## Arbeitsanweisung
Setze den unten stehenden Text über Adelsnamen und Titel bitte nach seinem letzten Satz fort.

Im deutschen Sprachraum ist dieses rigide und andauernde Verbot einmalig. In Deutschland werden heute die Titel als Teil des Familiennamens geführt. Auch in der Schweiz führen die Behörden den Partikel „von“ weiterhin in den Personalakten an. In Österreich setzten bekanntlich kompensatorisch eine absurd anmutende Fixiertheit auf akademische Titel und ein Ausbau des „letzten Mohikaners“ unter den Adelsprädikaten, des Hofrats, ein.

Der Name ist und war elementarer Bestandteil adeliger Identität. Das weist die in der Tradition von Pierre Bourdieu arbeitende Adelshistorikerin Monique de Saint Martin (École des Hautes Études en Sciences Sociales) in ihren klassischen Schriften zur Soziologie des Adels nach. Der Name ist das, was den Nachkommen aristokratischer Familien erlaubt, weiter an das Bestehen eines wesentlichen Unterschieds von den anderen zu glauben, selbst wenn es in ihrer Umgebung, etwa in Großstädten, anscheinend nichts mehr gibt, was sie von ihren bürgerlichen Nachbarn trennt.

## Übungsdaten
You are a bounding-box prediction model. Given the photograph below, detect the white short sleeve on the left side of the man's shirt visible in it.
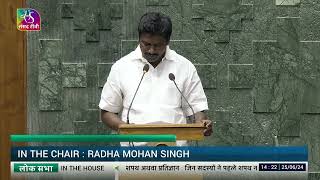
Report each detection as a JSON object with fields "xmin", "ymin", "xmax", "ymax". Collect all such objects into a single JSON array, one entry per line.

## Ergebnis
Die große Bedeutung des symbolischen Kapitals für die Konstruktion einer adeligen Identität lässt besser verstehen, warum die zuerst auf heftige politische Ablehnung stoßende und letztlich erst 2006 als Verein zugelassene „Vereinigung der Edelleute in Österreich“ vor den Europäischen Gerichtshof für Menschenrechte ziehen will, um das Adelsverbotsgesetz in seiner derzeitigen Fassung zu Fall zu bringen. Eine zentrale These der österreichischen Historikerin Gudula Walterskirchen ist, dass das Adelsaufhebungsgesetz nicht mit dem Ende der Aristokratie gleichgesetzt werden kann. Der Adel lebe als „verborgener Stand“ seine alten Werte weiter: Die große Bedeutung der Familie, die Weitergabe des Ererbten, elaborierte Manieren, ein standesgemäßer Beruf, das Hochhalten der Religion, aber auch exklusive Zirkel würden Kontinuität erlauben.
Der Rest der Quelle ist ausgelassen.